## Page excerpt
Ceding Ground
Public art installation in MONUMENTS NOW at Socrates Sculpture Park, NYC | Native plants; leaf mulch; and soil | 24.5 × 28 feet | October 10, 2020 - April 8, 2021
An empty center in Ceding Ground holds space for the contemplation of history’s relationship to current conflicts in this garden, which is rendered to match the dimensions of decorative plantings surrounding the Robert E. Lee monument in Charlottesville, VA – the site of the infamously violent Unite the Right rally in 2017. Costello replaces Classical-style low hedges, English boxwoods, Japanese hollies and peonies – all associated with the United States’ colonial slavery-fueled economy – with plant species native to the region surrounding Socrates for centuries before European colonization.
Ceding Ground by Patrick Costello was selected through a competitive open call to be installed alongside nine projects in MONUMENTS NOW at Socrates Sculpture Park realized by 2020 Socrates Artist Fellows Daniel Bejar, Fontaine Capel, Dionisio Cortes Ortega, Bel Falleiros, Jenny Polak, Aya Rodriguez-Izumi, Andrea Solstad, Kiyan Williams, and Sandy Williams IV; major new commissions for contemporary monuments by acclaimed artists Jeffrey Gibson, Paul Ramírez Jonas, and Xaviera Simmons; and work by Nona Faustine featured on the Park’s Broadway Billboard. MONUMENTS NOW sought to address the role of monuments in society and commemorate underrepresented narratives such as diasporic, Indigenous, and queer histories. The exhibition was documented in an artist-focused publication made possible by the Henry Luce Foundation.
Artist Statement
In 2017, white supremacists descended upon my hometown of Charlottesville, Virginia, emboldened by the presidential administration and incensed by a proposal to remove the city’s Robert E. Lee monument. They murdered Heather Heyer, brutally assaulted DeAndre Harris, and terrorized antiracist protestors, including many of my loved ones. The events sparked renewed conversations about the roles and meanings of Confederate monuments all over the country. In response, the city of Charlottesville erected a barricade of orange construction fencing to protect the statue and its surrounding gardens, ensuring the site’s preservation while legal battles determined its fate.

(Object location annotation data)

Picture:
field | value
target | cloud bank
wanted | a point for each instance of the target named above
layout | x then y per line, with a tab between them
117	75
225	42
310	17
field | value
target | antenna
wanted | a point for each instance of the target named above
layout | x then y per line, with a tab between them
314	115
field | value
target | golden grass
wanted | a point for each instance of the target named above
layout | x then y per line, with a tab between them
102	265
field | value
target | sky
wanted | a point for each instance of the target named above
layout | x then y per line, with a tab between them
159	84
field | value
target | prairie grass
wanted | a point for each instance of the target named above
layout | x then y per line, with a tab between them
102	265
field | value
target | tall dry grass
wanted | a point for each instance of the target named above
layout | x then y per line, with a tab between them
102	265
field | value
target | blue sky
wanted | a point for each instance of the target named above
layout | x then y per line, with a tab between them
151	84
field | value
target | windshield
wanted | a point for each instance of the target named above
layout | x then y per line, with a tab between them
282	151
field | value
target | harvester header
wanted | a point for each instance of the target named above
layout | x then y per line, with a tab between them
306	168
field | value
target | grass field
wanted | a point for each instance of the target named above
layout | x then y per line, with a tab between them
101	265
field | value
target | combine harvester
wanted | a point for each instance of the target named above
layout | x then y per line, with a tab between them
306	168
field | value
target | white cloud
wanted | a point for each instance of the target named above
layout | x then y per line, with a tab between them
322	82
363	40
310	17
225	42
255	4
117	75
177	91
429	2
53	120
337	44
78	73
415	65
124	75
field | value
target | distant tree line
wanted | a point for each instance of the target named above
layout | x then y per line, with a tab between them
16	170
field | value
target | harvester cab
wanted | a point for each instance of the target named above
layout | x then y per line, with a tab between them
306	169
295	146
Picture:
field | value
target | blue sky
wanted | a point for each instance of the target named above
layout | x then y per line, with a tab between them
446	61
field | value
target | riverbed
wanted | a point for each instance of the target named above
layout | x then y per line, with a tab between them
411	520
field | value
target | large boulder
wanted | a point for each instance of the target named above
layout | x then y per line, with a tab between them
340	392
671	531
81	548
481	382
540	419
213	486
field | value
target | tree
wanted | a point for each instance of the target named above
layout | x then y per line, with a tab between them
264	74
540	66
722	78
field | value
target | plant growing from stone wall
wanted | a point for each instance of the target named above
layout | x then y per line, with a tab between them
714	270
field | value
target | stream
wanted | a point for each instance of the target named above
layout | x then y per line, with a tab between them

## What to work on
1) Answer these questions from the Ceding Ground page:
(a) What are the dimensions of the installation?
(b) How was the work selected for MONUMENTS NOW?
(c) Whom does the artist statement say the white supremacists murdered?
2) List every artist the Ceding Ground page names as making major new commissions for contemporary monuments.
3) Duplicate the stretch of the Ceding Ground page from "Artist Statement" through "determined its fate.".
Nothing in the listing is needed for the work here.

## Set of answers
1)
(a) 24.5 × 28 feet
(b) Through a competitive open call
(c) Heather Heyer

2) Jeffrey Gibson, Paul Ramírez Jonas, Xaviera Simmons

3)
Artist Statement
In 2017, white supremacists descended upon my hometown of Charlottesville, Virginia, emboldened by the presidential administration and incensed by a proposal to remove the city’s Robert E. Lee monument. They murdered Heather Heyer, brutally assaulted DeAndre Harris, and terrorized antiracist protestors, including many of my loved ones. The events sparked renewed conversations about the roles and meanings of Confederate monuments all over the country. In response, the city of Charlottesville erected a barricade of orange construction fencing to protect the statue and its surrounding gardens, ensuring the site’s preservation while legal battles determined its fate.